> **EXERCISE DETAILS**
Gather all lines in the data that hold the string "dirt".

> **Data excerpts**
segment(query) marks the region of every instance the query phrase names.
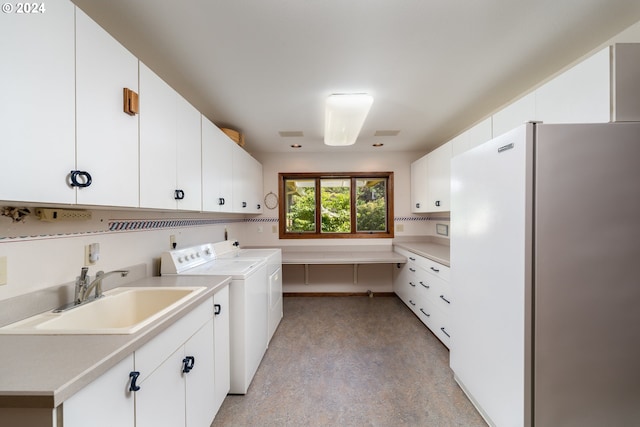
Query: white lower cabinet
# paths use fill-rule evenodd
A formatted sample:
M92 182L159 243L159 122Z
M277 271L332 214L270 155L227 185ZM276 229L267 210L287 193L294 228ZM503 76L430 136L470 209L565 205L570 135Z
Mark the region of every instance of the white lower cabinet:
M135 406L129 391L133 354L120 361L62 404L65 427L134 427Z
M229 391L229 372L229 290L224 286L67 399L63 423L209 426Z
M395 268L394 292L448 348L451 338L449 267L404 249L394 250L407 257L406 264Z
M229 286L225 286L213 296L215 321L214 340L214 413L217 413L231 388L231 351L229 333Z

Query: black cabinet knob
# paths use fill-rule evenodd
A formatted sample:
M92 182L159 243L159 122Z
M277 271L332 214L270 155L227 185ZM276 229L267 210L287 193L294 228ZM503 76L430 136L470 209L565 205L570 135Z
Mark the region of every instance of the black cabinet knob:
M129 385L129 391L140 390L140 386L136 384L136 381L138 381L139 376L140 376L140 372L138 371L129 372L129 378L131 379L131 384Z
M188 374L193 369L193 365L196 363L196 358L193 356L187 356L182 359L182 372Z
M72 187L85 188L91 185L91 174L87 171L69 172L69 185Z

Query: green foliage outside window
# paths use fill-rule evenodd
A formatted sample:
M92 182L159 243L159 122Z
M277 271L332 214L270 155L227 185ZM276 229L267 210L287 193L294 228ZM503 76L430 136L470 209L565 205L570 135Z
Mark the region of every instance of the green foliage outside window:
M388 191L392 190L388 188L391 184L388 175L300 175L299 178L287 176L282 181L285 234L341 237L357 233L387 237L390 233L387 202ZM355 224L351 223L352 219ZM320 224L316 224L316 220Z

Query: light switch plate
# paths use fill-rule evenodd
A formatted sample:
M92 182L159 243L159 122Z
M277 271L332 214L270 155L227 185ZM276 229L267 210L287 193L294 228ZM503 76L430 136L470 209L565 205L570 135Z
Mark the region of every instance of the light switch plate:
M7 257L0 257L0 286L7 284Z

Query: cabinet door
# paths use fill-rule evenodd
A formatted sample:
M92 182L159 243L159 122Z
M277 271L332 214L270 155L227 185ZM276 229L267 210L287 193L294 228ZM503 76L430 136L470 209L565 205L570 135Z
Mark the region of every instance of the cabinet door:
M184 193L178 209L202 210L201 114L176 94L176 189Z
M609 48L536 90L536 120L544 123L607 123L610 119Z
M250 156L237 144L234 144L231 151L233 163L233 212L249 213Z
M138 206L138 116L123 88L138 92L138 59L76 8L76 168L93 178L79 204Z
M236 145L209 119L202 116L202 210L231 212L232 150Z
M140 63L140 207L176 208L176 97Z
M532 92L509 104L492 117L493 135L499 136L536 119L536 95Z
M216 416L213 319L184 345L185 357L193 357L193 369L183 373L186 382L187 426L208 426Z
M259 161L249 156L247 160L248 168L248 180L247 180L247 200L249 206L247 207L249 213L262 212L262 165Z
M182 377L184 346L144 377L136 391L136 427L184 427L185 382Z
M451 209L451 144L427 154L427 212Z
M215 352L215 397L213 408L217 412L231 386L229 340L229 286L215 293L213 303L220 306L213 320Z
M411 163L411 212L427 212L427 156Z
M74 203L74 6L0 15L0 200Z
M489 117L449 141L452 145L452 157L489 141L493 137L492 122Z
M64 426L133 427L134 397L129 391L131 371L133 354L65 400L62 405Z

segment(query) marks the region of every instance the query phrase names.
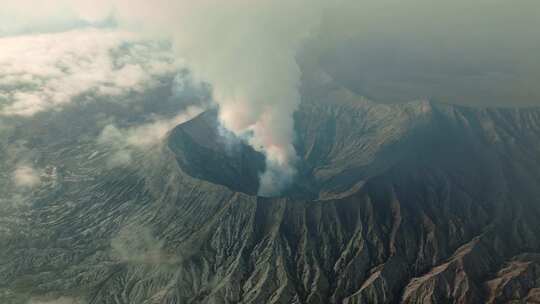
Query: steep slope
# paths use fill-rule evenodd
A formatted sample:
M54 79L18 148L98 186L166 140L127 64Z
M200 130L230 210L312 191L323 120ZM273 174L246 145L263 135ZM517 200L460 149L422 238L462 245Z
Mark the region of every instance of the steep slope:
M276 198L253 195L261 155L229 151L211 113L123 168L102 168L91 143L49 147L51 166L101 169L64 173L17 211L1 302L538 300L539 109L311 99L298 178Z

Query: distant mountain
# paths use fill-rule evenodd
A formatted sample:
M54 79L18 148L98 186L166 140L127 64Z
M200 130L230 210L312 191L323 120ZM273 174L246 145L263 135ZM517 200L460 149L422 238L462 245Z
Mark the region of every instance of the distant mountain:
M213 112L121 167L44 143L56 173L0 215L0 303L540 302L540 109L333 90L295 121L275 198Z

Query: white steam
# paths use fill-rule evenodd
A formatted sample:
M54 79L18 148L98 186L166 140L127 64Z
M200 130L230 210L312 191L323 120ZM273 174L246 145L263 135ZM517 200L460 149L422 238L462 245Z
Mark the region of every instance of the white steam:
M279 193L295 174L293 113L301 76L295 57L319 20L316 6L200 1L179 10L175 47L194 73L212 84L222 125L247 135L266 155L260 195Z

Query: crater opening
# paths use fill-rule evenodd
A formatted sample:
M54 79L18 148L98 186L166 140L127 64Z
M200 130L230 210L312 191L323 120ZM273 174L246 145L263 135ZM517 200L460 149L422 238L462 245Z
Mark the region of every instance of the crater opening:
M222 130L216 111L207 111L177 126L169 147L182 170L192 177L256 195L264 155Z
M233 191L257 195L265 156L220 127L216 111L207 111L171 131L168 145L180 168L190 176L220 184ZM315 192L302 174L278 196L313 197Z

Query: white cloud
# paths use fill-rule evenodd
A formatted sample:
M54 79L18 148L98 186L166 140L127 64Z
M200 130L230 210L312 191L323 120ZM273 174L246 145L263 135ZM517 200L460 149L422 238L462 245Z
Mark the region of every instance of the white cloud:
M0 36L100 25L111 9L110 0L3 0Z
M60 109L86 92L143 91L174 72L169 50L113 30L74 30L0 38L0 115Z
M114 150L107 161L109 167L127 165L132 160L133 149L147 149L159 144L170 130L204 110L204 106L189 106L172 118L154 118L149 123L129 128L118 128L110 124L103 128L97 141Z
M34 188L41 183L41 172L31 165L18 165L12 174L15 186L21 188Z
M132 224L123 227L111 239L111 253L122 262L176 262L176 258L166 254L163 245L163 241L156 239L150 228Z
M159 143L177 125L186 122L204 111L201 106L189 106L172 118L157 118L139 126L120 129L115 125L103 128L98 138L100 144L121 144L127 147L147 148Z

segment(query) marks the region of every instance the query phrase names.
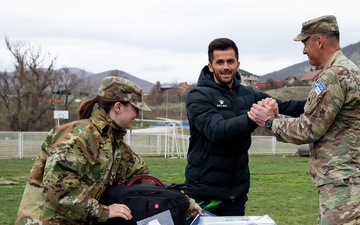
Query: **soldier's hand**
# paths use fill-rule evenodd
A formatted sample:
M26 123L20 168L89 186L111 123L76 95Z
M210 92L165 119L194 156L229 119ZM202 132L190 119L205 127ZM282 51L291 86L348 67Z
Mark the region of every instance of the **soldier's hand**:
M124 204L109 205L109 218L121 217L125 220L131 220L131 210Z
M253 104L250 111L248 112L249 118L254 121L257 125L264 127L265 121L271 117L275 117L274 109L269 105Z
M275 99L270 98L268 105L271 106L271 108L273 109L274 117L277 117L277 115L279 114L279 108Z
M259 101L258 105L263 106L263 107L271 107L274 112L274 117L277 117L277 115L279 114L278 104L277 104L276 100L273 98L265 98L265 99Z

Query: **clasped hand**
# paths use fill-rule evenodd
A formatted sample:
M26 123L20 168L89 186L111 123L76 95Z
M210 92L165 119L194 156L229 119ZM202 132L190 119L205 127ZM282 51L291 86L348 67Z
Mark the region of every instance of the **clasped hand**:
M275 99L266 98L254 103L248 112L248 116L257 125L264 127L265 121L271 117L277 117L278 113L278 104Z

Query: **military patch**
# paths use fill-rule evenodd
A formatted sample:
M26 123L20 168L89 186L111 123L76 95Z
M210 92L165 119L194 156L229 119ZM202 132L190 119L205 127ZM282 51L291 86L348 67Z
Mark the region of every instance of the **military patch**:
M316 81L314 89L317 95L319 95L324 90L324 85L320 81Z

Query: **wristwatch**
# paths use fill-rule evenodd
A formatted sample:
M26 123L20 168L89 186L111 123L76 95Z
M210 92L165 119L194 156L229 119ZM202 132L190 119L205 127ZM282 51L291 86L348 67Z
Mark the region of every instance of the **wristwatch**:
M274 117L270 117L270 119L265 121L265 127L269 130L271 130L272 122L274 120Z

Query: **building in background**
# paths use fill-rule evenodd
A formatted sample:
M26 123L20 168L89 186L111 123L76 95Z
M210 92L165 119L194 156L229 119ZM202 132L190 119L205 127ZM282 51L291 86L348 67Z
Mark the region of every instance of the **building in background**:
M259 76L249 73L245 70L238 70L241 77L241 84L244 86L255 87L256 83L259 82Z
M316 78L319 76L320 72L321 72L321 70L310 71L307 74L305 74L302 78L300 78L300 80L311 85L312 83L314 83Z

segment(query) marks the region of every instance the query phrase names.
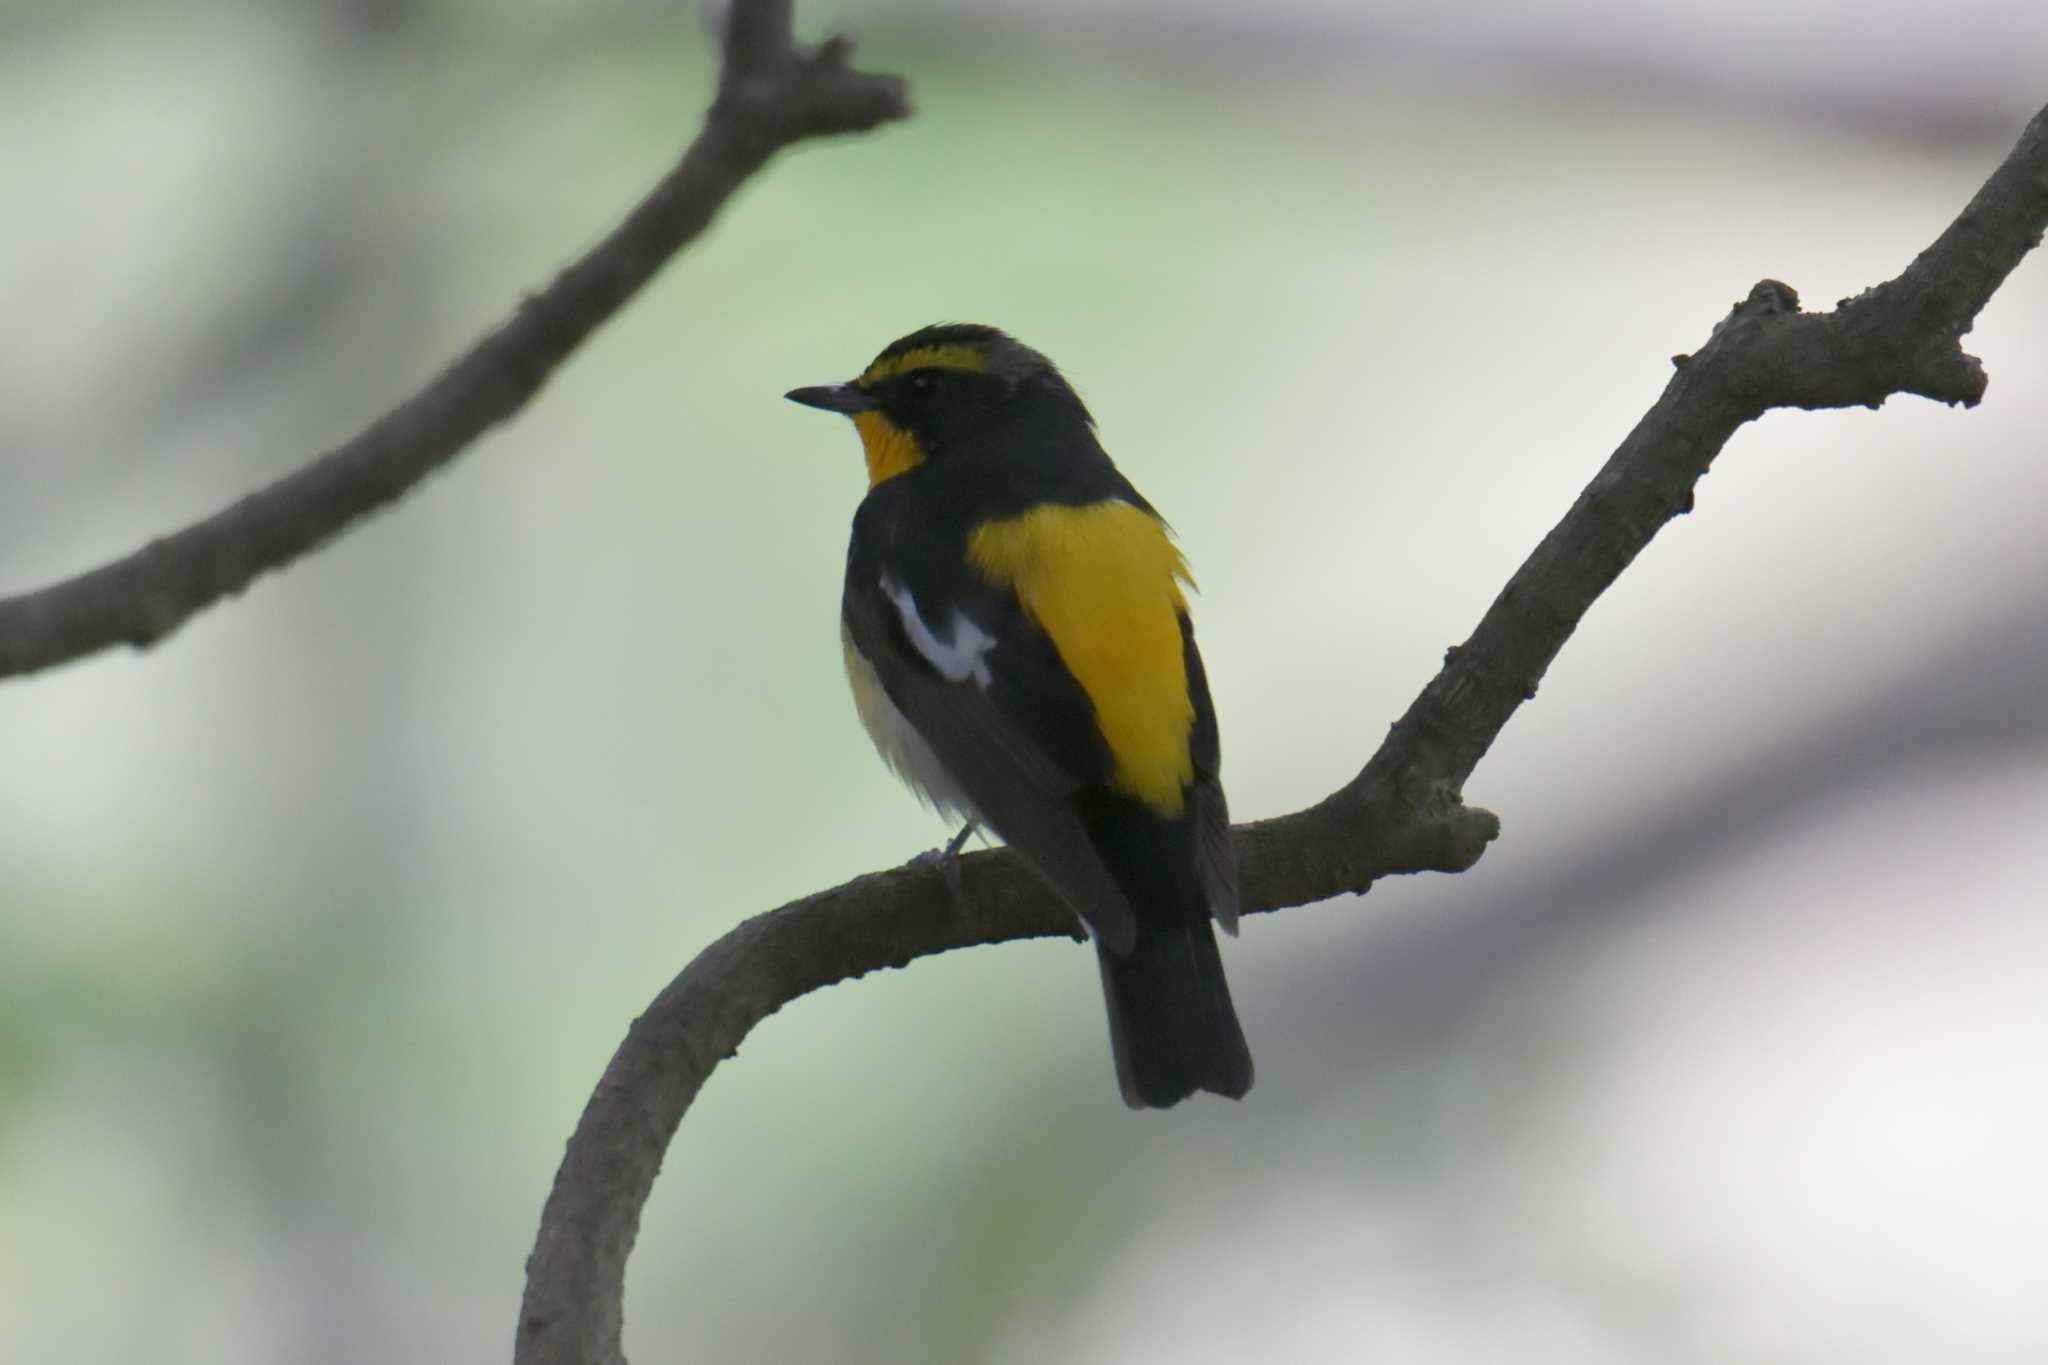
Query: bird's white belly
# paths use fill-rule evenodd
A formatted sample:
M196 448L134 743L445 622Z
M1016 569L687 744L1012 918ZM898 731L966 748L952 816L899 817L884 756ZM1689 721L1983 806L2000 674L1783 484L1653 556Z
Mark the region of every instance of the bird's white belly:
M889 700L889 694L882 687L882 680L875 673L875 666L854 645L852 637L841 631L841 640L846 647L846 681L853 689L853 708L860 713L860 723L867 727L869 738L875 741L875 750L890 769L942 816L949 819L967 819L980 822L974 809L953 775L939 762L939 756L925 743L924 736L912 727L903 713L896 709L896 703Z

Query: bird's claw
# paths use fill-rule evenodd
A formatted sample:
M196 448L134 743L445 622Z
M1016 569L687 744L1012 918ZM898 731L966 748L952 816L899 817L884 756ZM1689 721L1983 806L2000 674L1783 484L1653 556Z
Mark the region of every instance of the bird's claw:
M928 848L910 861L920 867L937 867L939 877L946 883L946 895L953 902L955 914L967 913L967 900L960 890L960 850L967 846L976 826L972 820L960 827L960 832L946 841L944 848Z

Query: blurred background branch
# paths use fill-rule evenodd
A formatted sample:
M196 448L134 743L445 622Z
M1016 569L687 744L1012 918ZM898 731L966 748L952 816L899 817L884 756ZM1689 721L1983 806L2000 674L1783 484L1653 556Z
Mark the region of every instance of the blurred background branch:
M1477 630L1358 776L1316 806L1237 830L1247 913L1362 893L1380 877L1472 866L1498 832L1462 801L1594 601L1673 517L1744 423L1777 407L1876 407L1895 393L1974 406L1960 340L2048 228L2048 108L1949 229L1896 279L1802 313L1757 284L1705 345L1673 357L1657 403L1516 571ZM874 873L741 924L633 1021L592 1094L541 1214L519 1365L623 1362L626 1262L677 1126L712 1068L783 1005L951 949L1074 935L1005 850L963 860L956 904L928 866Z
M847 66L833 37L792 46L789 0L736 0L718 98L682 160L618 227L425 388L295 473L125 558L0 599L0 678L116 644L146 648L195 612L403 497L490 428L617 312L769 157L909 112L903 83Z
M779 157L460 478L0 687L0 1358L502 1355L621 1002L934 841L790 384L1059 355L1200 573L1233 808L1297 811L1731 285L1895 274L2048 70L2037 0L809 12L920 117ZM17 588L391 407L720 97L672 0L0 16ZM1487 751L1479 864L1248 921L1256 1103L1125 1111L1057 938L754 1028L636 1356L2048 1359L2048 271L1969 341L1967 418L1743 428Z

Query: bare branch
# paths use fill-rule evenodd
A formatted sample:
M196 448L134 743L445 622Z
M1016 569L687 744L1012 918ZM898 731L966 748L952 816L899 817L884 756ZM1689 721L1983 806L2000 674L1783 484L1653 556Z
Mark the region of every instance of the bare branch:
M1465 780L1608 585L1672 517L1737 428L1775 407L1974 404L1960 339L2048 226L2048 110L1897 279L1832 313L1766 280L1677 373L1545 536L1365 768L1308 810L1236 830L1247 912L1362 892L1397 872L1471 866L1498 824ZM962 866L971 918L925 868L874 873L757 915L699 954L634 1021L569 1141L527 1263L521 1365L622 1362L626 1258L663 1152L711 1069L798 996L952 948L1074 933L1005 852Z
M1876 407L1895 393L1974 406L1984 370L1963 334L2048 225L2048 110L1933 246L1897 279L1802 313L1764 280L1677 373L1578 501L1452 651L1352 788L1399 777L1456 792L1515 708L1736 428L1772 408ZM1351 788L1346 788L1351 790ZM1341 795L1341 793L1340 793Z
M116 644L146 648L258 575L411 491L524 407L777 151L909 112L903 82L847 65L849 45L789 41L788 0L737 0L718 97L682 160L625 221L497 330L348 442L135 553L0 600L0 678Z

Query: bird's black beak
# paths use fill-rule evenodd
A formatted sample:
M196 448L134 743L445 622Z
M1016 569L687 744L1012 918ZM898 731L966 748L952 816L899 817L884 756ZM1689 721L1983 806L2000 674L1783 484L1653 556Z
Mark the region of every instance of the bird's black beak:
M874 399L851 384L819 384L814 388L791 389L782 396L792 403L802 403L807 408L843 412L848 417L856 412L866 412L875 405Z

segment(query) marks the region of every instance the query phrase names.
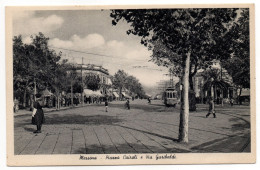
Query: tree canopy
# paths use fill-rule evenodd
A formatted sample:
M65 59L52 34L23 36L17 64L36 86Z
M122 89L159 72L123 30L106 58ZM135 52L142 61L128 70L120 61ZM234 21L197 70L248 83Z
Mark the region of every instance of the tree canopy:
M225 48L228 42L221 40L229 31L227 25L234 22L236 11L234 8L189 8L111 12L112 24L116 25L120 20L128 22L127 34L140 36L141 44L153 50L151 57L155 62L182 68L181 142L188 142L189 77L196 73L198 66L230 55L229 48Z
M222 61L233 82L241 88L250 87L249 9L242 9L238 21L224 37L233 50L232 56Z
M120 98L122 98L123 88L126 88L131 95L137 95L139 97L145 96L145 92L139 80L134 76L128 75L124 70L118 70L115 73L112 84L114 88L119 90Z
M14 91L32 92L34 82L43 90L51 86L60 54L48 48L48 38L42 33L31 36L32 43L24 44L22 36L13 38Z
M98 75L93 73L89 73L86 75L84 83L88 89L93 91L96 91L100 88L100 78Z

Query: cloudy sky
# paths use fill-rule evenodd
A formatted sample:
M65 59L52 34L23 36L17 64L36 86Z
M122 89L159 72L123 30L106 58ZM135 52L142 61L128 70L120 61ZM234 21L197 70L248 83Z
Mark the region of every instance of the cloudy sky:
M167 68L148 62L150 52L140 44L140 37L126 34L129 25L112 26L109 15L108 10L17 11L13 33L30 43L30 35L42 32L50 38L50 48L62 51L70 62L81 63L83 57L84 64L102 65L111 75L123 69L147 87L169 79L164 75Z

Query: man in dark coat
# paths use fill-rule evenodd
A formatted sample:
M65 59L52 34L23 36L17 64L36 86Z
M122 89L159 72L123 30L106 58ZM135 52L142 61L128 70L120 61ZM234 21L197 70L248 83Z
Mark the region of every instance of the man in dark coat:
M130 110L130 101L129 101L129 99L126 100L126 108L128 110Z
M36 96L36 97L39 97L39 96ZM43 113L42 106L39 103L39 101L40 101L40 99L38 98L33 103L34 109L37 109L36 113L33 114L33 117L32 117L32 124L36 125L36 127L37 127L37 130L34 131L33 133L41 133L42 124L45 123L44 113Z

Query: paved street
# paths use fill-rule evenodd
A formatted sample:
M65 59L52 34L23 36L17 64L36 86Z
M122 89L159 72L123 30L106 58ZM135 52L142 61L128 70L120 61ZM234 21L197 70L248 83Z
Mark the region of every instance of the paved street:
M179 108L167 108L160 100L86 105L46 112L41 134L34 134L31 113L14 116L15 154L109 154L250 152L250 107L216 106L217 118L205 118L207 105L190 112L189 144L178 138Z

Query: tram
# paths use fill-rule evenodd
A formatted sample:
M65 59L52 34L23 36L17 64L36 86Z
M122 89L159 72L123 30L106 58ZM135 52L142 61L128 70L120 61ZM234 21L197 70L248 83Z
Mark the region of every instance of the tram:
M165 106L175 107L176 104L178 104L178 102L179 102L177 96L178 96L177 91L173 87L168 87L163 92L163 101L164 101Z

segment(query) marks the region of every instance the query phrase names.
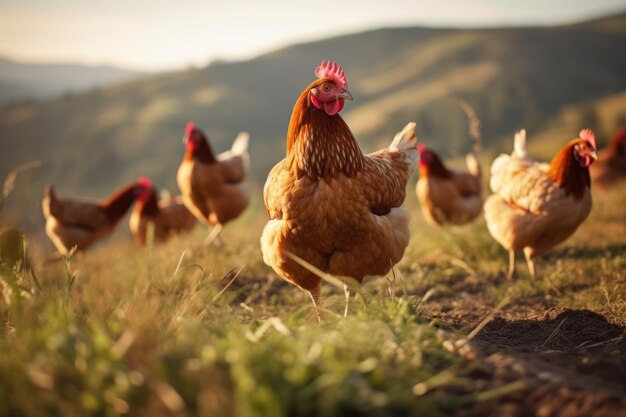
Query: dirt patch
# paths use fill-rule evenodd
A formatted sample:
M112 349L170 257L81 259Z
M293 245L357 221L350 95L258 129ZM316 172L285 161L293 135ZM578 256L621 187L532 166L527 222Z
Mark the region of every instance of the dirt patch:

> **TASK ANSWER**
Query: dirt patch
Mark the region of every instance of the dirt patch:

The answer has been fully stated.